■ Your goal: Every line that includes the word "below" needs to be copied from the listing.

■ Data for review:

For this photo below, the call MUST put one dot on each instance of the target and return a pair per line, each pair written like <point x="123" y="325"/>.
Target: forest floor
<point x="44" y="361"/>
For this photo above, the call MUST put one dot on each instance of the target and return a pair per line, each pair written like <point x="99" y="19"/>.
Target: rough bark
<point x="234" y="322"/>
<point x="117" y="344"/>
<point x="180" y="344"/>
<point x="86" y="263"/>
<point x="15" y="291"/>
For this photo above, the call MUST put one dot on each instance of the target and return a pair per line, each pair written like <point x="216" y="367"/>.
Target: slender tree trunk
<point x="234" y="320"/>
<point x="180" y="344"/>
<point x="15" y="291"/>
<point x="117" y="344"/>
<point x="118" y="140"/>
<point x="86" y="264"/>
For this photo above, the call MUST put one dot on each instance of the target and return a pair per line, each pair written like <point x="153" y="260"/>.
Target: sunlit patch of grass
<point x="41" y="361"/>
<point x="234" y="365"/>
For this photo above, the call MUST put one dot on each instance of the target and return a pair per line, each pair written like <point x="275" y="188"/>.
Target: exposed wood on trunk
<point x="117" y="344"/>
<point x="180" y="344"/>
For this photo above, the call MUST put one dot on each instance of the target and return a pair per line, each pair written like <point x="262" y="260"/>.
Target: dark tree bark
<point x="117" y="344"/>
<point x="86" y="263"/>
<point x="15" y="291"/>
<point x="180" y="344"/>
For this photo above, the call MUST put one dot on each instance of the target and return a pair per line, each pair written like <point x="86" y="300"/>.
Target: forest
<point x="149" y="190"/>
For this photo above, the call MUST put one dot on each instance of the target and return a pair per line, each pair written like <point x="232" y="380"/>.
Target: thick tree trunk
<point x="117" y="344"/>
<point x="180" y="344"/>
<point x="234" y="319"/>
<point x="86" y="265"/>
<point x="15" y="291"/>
---
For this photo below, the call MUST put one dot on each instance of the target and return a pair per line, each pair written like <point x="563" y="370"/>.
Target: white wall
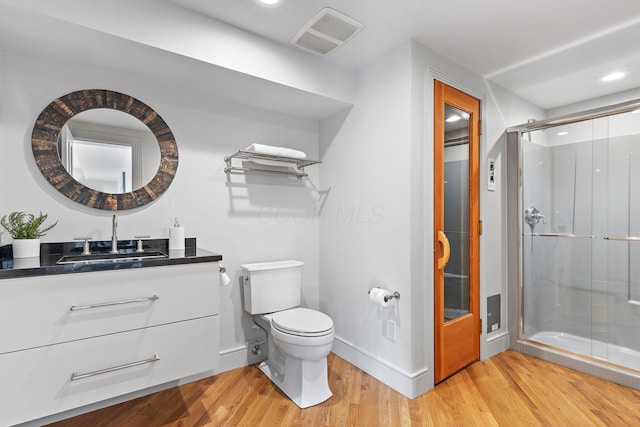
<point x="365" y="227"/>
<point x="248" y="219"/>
---
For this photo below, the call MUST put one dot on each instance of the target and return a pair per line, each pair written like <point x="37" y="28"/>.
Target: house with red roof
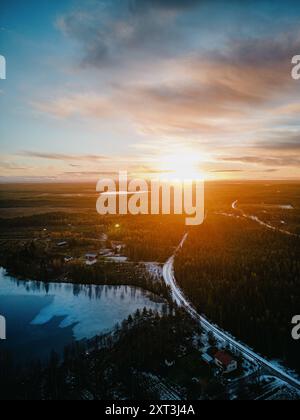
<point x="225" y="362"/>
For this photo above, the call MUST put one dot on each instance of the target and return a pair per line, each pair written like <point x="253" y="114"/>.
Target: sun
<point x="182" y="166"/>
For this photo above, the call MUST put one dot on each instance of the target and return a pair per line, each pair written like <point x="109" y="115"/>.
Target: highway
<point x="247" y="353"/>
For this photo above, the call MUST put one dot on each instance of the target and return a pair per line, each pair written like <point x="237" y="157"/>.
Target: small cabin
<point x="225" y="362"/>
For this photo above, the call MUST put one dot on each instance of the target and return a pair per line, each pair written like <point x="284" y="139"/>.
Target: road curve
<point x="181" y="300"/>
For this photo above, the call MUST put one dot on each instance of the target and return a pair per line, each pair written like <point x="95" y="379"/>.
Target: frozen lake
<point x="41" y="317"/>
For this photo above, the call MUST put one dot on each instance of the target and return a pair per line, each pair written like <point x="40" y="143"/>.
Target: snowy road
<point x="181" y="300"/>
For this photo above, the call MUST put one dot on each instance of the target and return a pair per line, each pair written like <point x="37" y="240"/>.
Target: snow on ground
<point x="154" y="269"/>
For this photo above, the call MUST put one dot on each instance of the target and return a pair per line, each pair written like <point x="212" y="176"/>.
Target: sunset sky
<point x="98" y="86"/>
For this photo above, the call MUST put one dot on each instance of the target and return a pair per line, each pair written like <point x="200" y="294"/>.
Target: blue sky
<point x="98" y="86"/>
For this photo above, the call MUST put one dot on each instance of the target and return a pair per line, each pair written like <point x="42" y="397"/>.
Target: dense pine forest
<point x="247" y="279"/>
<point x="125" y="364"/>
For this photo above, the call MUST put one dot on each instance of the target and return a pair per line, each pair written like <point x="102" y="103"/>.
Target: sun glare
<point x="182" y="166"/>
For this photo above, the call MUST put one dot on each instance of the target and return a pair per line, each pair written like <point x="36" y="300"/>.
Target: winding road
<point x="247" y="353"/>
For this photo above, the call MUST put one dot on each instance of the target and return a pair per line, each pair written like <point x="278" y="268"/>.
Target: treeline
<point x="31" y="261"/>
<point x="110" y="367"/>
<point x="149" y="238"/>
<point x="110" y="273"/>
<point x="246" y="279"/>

■ Completed task:
For this photo below, the call MUST put one dot on each instance of the target and return a pair per line, each pair written like <point x="123" y="325"/>.
For this photo below, the call MUST put one dot on each instance of the target and return a pair per line, each pair written like <point x="563" y="370"/>.
For this photo below, the call MUST put one dot on each instance of the target and return a pair per line, each pair written like <point x="37" y="28"/>.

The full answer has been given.